Zitierter Abschnitt:
• • • • •

Vertreter der GEW versuchten den Gästen mit der Sammelbüchse Spenden für die öffentliche Bildung abzuringen, das Ergebnis der Sammlung ist mir nicht bekannt.
125 Millionen Euro kostet der Aufbau der neuen juristischen Fakultät und rund 50 Millionen Euro kommen vom Land und der Stadt Wiesbaden.
Als ob man an staatlichen Hochschulen keine Juristen ausbilden könnte. Sie könnten sogar noch mehr Juristen noch besser ausbilden, wenn nicht die Mittel gekürzt würden.
Allein in diesem Jahr bekommt die EBS 5 Millionen Euro aus dem Landeshaushalt, während die Landesregierung erklärt, sie wolle tabulos sparen. Bei Hartz-IV-Beziehern wird gekürzt, der Elite werden Millionen in den Rachen geworfen.

• • • • •

Daten zur räumlichen Lokalisierung
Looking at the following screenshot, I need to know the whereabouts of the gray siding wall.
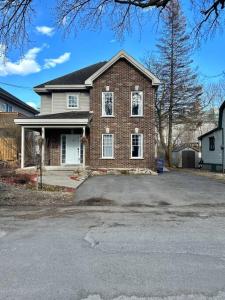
[40,95,52,115]
[41,92,90,114]
[52,92,90,113]
[202,130,222,164]
[0,98,34,117]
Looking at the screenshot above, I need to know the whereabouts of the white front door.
[62,134,80,165]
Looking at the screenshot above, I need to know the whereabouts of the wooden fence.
[0,137,17,161]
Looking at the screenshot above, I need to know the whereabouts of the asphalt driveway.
[75,171,225,206]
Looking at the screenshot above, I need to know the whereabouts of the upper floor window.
[67,95,79,108]
[131,134,143,158]
[4,103,13,112]
[209,136,215,151]
[102,92,114,117]
[131,91,143,117]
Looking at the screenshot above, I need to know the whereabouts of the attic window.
[67,95,79,108]
[209,136,215,151]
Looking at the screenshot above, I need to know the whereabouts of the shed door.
[182,150,195,168]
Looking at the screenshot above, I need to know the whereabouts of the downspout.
[221,127,225,173]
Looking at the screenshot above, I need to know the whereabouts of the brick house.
[15,51,159,168]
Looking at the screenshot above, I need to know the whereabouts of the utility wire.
[0,81,33,90]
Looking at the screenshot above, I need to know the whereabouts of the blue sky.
[0,1,225,106]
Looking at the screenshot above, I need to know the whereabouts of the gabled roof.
[0,87,39,114]
[34,51,160,92]
[34,61,107,89]
[198,101,225,140]
[173,143,199,152]
[85,50,160,86]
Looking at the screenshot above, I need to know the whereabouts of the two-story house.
[199,101,225,171]
[0,88,38,161]
[15,51,159,168]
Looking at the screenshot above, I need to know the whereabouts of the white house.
[172,143,199,168]
[199,101,225,171]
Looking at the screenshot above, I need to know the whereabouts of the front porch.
[15,112,89,170]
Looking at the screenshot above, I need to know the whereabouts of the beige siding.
[0,99,34,117]
[52,92,90,113]
[41,95,52,114]
[202,130,222,164]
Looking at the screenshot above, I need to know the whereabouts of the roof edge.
[85,50,160,86]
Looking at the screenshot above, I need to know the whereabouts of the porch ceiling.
[14,111,90,127]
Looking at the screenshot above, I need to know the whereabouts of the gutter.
[221,127,225,173]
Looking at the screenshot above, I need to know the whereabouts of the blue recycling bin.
[156,158,164,174]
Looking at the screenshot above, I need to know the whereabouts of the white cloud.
[36,26,54,36]
[44,52,71,69]
[26,101,38,109]
[0,46,43,76]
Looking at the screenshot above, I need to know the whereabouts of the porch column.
[83,126,85,168]
[41,127,45,167]
[20,126,25,169]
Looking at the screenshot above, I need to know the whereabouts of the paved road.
[0,173,225,300]
[75,172,225,205]
[0,208,225,300]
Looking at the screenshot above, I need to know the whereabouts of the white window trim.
[67,94,80,109]
[60,133,66,166]
[130,91,144,118]
[101,91,114,118]
[130,133,144,159]
[101,133,114,159]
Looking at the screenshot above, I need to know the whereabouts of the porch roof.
[14,111,90,126]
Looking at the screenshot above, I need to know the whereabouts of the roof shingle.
[34,61,107,88]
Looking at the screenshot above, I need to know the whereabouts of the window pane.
[209,136,215,151]
[102,92,113,116]
[132,134,142,157]
[103,134,113,157]
[131,92,143,116]
[62,135,66,164]
[68,96,78,107]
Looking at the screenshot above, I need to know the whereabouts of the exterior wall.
[0,98,34,117]
[202,130,222,165]
[45,128,89,166]
[90,59,155,168]
[40,94,52,114]
[41,91,90,114]
[172,148,200,168]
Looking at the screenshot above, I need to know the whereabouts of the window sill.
[101,115,115,118]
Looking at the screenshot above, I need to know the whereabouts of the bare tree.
[0,0,225,52]
[143,0,202,166]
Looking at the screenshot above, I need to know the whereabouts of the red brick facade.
[90,59,155,168]
[42,59,155,168]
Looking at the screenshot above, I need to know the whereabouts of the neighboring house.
[15,51,159,168]
[199,101,225,171]
[172,143,199,168]
[0,88,38,161]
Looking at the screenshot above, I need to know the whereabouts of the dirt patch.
[0,182,75,207]
[77,198,116,206]
[157,201,170,206]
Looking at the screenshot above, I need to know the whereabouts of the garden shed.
[172,144,200,168]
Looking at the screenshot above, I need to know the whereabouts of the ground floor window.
[131,134,143,158]
[209,136,215,151]
[102,134,113,158]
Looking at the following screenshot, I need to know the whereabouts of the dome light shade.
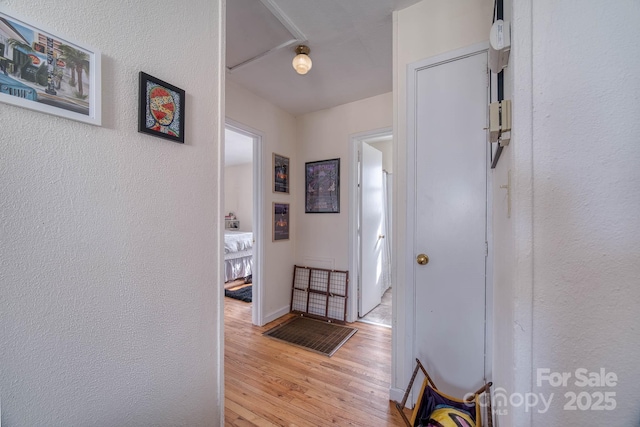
[291,45,313,74]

• • • • •

Material erkunden:
(1) Beantworte anhand des Abschnitts:
(a) Wofür versuchten Vertreter der GEW, Spenden zu sammeln?
(b) Wie viel kostet der Aufbau der neuen juristischen Fakultät?
(c) Wie viel Geld erhält die EBS in diesem Jahr aus dem Landeshaushalt?
(2) Übersetze diesen Satz aus dem Abschnitt ins Englische: „Allein in diesem Jahr bekommt die EBS 5 Millionen Euro aus dem Landeshaushalt, während die Landesregierung erklärt, sie wolle tabulos sparen.“

Antworten nacheinander:
(1)
(a) Für die öffentliche Bildung.
(b) 125 Millionen Euro.
(c) 5 Millionen Euro.

(2) This year alone, the EBS is receiving 5 million euros from the state budget, while the state government declares that it intends to cut spending without any taboos.